Commanders and leaders
- Paolo Vettori (POW): Aruj Barbarossa Hayreddin Barbarossa

Strength
- 2 galleys: 1 galiot

Casualties and losses
- 2 galleys captured 112 men captured 300 Muslim slaves freed: None

= Action off Elba (1504) =

Turkish naval victory over the Papal States

The Action of Elba was a naval engagement between the Barbarossa brothers and the Papal galleys near the island of Elba. The corsairs ambushed two Papal ships and captured them. The engagement was the first naval victory achieved by the Barbarossa brothers.

==Battle==
In the midsummer of 1504, two papal galleys were sailing in the Tyrrhenian Sea on a voyage from Genoa to Civitavecchia. The two ships were carrying goods of Pope Julius II. They were under the command of a 27-year-old Church captain, Paolo Vettori. The two ships took the route around the top of Elba to the Piombino Channel. Once entering the channel, the papal flagship, Lanterna, encountered a small galiot of 18 banks. Unknown to them, the galiot was a Turkish ship captained by the Barbarossa brothers.

▶ [Data provided]:
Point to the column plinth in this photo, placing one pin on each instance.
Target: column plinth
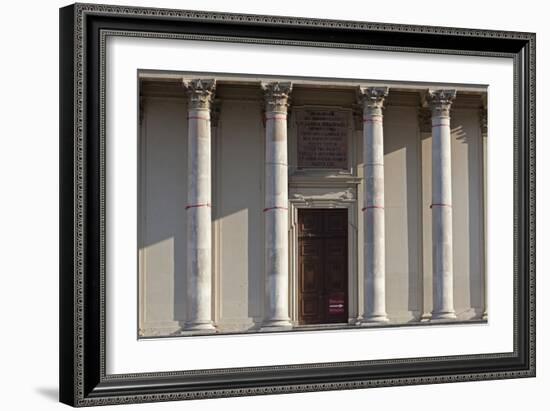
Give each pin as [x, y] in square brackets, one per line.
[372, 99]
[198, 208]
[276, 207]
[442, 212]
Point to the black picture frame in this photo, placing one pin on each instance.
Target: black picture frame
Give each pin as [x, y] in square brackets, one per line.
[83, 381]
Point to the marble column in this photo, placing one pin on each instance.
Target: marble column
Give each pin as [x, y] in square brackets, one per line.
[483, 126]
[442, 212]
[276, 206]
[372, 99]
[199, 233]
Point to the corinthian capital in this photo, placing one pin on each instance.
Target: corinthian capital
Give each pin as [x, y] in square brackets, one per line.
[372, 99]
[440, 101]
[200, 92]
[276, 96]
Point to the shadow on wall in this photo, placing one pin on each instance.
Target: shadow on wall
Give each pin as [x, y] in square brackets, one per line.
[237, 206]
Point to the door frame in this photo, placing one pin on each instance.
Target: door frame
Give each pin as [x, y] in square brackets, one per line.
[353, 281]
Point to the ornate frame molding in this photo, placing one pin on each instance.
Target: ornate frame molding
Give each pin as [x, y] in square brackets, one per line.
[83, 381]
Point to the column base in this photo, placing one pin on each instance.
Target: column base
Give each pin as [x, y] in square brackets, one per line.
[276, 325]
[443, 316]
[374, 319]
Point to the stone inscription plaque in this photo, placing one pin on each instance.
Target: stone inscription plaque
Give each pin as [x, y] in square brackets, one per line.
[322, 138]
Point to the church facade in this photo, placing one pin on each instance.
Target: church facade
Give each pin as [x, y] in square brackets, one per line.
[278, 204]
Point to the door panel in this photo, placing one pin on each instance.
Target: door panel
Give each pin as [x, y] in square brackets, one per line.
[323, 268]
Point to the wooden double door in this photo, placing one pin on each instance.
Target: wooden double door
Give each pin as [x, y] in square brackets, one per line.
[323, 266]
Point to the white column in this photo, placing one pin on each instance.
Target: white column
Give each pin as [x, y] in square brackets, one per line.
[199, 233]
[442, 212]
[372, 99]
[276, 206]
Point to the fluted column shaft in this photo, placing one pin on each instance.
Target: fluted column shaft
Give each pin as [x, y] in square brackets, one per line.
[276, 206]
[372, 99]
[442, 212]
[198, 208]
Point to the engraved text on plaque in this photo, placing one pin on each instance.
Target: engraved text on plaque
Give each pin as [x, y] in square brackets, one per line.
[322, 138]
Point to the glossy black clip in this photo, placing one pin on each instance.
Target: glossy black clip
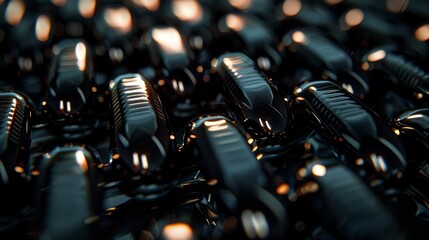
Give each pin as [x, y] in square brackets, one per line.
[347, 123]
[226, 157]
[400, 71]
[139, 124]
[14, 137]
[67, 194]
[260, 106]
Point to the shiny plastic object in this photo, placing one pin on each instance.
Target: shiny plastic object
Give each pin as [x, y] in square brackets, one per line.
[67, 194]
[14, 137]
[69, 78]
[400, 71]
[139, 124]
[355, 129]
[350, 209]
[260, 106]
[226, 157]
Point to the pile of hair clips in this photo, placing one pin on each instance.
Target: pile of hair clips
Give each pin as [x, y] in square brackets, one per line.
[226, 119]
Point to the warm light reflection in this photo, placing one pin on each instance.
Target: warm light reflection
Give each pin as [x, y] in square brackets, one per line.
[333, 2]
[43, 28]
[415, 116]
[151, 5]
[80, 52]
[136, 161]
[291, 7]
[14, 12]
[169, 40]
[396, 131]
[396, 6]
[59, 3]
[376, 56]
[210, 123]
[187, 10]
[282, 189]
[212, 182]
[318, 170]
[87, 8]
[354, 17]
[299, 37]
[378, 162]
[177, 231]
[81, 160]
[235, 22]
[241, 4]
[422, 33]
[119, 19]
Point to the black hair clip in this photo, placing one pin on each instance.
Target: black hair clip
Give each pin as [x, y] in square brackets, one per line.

▶ [Questions]:
a: Give again, word for word, the part of the account of the 1504 naval action off Elba that runs from "Turkish naval victory" up to and including "captained by the Barbarossa brothers.".
b: List every individual person named in the account of the 1504 naval action off Elba.
c: Pick up the account of the 1504 naval action off Elba after its last sentence and carry the narrative forward.

▶ [Set of answers]:
a:
Turkish naval victory over the Papal States

The Action of Elba was a naval engagement between the Barbarossa brothers and the Papal galleys near the island of Elba. The corsairs ambushed two Papal ships and captured them. The engagement was the first naval victory achieved by the Barbarossa brothers.

==Battle==
In the midsummer of 1504, two papal galleys were sailing in the Tyrrhenian Sea on a voyage from Genoa to Civitavecchia. The two ships were carrying goods of Pope Julius II. They were under the command of a 27-year-old Church captain, Paolo Vettori. The two ships took the route around the top of Elba to the Piombino Channel. Once entering the channel, the papal flagship, Lanterna, encountered a small galiot of 18 banks. Unknown to them, the galiot was a Turkish ship captained by the Barbarossa brothers.

b:
Paolo Vettori
Aruj Barbarossa
Hayreddin Barbarossa
Pope Julius II

c:
The Turkish galiot showed no signs of retreat. Aruj ordered half of his men to throw their oars overboard, ensuring that none of them would escape if they wanted to. The galiot's prow quickly connected to the galley's quarterdeck. The corsairs began swarming into the galley and fired their muskets and arrows into the unprepared crew. Finding themselves overwhelmed, the crew, including the captain, surrendered. Within minutes, the ship was under Aruj's control. The Lanterna oarsmen were Muslim slaves, and Aruj ordered them to turn the ship around to capture the second one.

Aruj ordered his men to swap clothes with the captured crew to fool the second galley. As the second galley approached, it seemed that the papal flagship had just captured a corsair's ship. As soon as they came next to it, Aruj ordered his men to fire their muskets at them. The papal crew was thrown into confusion, and some of them were killed or wounded. The corsairs then boarded the second ship with little resistance. A total of 112 men were captured. Most were nobles, churchmen, and wealthy merchants. All the Muslim slaves were liberated in the end, numbering 300.

==Aftermath==
The capture of two papal galleys was a victory for the Barbarossa brothers. The victory caught the attention of European powers and raised the fame of Aruj Barbarossa in the Mediterranean Sea. The Spanish historian Diego de Haedo states that the wonder and astonishment that this notable exploit caused in Tunis, and even in Christendom, is not to be expressed, nor how celebrated the name of Aruj Rais became from that very moment; he being held and accounted, by all the world, as a most valiant and enterprising commander. The papal captives, including the captain, were ransomed for 200,000 Venetian ducats. A similar amount was paid for the ship's goods.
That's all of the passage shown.